(Work order) In the records below, find the line with "Query: tire track in snow" and the line with "find press badge". Print both exactly, along with every line between them, and no other line.

(The data)
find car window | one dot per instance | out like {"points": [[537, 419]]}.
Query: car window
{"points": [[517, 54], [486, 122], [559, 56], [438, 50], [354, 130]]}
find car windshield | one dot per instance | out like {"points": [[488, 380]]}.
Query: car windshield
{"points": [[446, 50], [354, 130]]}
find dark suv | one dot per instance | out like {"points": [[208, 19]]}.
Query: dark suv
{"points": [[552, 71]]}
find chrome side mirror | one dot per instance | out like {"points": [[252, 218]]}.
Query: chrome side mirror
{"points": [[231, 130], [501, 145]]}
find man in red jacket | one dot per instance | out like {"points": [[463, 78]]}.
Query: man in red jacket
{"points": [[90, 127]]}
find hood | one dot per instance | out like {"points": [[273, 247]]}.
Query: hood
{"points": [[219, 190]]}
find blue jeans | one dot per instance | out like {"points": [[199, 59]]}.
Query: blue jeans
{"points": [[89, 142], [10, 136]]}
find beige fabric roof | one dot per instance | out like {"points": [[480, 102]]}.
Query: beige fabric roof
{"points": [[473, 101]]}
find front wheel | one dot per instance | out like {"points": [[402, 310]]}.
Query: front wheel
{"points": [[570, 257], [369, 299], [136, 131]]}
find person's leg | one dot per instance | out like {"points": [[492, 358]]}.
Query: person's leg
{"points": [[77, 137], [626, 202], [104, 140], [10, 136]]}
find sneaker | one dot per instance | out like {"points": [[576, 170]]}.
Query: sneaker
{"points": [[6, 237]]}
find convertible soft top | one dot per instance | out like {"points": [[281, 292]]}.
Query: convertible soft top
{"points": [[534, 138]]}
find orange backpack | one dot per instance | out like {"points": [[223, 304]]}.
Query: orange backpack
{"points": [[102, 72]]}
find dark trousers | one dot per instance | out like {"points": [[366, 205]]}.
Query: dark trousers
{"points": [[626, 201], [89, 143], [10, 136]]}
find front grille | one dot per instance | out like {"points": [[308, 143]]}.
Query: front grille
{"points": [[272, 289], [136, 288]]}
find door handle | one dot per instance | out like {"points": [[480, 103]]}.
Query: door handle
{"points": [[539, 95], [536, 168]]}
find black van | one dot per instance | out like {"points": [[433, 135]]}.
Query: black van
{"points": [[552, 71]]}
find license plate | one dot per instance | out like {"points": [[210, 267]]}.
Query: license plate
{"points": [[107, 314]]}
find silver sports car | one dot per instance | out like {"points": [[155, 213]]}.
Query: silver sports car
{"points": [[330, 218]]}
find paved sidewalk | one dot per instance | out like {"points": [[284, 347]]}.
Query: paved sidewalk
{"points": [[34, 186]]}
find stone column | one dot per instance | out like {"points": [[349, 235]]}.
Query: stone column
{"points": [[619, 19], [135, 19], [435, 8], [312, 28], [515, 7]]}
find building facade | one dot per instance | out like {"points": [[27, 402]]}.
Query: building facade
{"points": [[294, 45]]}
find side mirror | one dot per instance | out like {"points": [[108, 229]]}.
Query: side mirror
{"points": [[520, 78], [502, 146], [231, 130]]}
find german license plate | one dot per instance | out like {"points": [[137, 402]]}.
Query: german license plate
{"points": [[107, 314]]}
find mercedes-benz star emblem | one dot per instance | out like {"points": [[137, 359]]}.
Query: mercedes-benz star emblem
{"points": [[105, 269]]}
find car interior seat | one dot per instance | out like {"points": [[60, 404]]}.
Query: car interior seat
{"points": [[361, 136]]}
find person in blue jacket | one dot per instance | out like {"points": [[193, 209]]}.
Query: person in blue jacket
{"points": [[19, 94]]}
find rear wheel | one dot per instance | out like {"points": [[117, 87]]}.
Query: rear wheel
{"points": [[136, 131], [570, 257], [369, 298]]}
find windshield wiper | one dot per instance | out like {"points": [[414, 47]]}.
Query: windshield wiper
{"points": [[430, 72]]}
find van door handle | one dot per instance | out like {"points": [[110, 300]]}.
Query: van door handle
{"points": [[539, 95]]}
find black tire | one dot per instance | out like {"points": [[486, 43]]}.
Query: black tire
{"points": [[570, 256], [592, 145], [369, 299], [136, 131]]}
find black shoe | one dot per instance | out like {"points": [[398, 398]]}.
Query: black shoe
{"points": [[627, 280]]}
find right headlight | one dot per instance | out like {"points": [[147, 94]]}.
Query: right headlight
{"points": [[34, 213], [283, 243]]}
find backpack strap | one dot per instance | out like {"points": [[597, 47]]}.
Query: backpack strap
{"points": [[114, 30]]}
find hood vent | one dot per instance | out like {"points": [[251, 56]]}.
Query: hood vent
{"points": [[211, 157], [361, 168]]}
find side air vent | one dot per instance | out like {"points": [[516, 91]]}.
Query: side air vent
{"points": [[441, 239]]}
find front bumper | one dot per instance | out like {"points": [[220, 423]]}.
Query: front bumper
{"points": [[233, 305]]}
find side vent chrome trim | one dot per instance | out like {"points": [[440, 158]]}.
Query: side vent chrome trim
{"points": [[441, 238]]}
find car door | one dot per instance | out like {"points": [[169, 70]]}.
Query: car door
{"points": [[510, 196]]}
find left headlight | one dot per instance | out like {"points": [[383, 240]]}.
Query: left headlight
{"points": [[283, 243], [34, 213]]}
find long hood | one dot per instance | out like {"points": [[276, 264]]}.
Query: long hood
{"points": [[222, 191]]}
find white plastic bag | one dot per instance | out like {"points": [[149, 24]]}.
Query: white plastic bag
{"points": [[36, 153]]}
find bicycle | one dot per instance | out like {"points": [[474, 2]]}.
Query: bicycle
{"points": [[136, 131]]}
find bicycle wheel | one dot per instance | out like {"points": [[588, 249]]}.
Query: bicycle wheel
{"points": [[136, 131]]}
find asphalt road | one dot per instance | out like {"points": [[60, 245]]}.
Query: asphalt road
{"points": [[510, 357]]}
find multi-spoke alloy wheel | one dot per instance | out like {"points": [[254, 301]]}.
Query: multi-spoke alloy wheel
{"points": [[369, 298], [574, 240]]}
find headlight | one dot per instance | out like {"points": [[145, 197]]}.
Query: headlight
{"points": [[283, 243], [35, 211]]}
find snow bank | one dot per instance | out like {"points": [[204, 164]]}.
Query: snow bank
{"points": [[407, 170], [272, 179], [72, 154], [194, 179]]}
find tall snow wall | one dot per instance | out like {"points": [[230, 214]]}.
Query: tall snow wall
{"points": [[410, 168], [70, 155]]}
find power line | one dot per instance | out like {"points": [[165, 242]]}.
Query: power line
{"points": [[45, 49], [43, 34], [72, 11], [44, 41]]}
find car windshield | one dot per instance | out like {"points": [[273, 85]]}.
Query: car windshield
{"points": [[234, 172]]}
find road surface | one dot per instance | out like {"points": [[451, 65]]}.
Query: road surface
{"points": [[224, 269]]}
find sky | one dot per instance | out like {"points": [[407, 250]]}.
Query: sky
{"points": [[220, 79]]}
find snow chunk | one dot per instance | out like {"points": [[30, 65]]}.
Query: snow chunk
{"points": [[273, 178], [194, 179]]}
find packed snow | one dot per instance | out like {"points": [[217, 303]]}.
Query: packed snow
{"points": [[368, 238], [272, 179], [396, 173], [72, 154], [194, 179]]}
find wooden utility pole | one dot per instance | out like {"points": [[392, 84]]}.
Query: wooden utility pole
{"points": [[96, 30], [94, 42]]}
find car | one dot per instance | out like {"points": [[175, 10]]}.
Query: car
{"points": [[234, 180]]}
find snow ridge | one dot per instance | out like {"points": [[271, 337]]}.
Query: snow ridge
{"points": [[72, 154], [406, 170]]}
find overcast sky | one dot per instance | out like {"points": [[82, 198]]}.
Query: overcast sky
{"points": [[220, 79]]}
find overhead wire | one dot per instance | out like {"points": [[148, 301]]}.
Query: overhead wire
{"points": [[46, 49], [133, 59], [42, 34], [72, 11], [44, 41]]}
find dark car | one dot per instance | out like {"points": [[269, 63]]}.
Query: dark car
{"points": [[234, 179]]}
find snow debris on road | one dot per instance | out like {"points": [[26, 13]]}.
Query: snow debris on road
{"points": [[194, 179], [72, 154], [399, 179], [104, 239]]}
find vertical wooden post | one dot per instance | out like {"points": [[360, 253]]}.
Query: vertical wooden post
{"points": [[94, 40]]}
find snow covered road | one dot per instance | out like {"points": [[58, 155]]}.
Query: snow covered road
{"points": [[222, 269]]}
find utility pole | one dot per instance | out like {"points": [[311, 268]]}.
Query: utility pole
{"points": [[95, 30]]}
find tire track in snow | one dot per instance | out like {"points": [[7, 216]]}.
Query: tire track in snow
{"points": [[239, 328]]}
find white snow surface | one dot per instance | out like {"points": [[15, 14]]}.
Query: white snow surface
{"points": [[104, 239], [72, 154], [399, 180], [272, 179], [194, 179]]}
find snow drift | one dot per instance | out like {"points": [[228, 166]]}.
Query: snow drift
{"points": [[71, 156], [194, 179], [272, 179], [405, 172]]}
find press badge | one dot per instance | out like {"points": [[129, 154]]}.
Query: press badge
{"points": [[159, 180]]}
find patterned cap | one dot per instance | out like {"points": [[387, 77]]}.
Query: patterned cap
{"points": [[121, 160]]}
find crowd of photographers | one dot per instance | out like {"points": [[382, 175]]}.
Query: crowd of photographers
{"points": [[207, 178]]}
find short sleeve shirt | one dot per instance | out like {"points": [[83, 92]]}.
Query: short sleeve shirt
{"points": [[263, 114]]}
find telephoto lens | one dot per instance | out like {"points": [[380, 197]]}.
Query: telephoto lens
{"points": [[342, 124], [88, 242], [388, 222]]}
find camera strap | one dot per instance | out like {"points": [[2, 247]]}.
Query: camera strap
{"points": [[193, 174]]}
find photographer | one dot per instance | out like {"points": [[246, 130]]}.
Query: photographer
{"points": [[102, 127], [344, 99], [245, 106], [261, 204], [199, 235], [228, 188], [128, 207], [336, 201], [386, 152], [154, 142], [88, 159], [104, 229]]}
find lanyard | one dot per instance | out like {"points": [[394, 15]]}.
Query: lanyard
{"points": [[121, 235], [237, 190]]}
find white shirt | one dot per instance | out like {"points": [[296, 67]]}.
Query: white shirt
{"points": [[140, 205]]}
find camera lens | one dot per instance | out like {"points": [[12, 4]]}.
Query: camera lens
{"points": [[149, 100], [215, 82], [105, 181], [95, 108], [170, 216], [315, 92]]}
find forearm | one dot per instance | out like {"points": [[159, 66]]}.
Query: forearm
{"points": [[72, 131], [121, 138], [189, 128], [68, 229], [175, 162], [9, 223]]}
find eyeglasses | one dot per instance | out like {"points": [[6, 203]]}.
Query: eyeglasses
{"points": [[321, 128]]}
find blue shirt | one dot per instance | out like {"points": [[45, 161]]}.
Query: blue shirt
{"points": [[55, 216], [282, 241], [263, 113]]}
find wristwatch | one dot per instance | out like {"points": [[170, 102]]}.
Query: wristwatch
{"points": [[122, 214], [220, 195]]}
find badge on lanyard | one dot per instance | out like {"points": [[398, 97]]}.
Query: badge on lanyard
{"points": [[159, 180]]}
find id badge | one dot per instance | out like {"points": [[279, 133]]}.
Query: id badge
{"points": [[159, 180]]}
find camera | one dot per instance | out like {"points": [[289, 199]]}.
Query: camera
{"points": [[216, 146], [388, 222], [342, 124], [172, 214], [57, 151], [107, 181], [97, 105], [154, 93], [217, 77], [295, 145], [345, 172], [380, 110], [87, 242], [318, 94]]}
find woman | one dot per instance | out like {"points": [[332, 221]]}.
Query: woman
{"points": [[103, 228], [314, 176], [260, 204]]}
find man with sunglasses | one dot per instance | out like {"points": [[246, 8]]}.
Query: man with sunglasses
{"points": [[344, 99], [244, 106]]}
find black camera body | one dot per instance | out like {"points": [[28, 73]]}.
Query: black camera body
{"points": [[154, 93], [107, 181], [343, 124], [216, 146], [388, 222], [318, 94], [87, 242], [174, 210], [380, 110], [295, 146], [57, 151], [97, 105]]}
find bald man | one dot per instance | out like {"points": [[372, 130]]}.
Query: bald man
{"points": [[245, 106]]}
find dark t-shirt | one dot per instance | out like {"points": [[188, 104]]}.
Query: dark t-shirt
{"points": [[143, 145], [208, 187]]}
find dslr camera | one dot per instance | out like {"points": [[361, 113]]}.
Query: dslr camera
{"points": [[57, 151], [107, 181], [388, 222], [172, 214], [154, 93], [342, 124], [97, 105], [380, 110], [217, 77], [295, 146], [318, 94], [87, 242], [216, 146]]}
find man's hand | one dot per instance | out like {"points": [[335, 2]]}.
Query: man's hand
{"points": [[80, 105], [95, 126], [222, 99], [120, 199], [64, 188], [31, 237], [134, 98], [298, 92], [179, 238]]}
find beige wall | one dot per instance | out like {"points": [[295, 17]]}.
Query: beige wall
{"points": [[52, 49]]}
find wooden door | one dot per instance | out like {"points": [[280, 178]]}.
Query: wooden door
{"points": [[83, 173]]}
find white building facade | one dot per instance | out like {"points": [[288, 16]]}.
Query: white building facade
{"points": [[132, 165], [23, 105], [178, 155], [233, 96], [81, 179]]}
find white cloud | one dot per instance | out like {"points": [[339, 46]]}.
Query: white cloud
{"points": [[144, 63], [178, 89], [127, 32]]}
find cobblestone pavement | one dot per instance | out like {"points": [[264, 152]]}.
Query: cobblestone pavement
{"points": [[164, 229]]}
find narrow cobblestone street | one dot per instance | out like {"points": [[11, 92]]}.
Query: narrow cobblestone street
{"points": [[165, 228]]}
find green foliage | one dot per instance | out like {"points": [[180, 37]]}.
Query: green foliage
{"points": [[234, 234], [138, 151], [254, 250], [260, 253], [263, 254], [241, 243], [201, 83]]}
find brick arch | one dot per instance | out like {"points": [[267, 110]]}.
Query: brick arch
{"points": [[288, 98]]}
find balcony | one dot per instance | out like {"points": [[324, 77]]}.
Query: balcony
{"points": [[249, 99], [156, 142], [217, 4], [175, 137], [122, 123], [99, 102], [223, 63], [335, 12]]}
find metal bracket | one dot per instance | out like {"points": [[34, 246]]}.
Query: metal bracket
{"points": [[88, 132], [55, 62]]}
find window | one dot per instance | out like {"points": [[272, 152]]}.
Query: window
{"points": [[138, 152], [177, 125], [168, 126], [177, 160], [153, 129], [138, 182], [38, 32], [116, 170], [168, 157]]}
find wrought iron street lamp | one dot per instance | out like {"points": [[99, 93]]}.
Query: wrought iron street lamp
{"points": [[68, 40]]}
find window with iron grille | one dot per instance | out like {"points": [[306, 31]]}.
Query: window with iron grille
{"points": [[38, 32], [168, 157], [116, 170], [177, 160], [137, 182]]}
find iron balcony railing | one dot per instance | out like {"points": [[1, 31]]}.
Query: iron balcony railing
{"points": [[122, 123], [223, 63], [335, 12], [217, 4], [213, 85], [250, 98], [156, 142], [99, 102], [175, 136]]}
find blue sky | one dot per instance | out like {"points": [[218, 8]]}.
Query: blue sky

(Response for this exercise)
Query: tire track in snow
{"points": [[239, 328]]}
find white snow surface | one dot per instance | out like {"points": [[15, 14]]}.
Query: white snow surface
{"points": [[104, 239], [72, 154], [399, 180], [272, 179], [194, 179]]}
find snow drift | one dot per instance | out like {"points": [[228, 166]]}.
Query: snow drift
{"points": [[71, 156], [194, 179], [272, 179], [405, 172]]}
find press badge | one dot per instance | out like {"points": [[129, 154]]}.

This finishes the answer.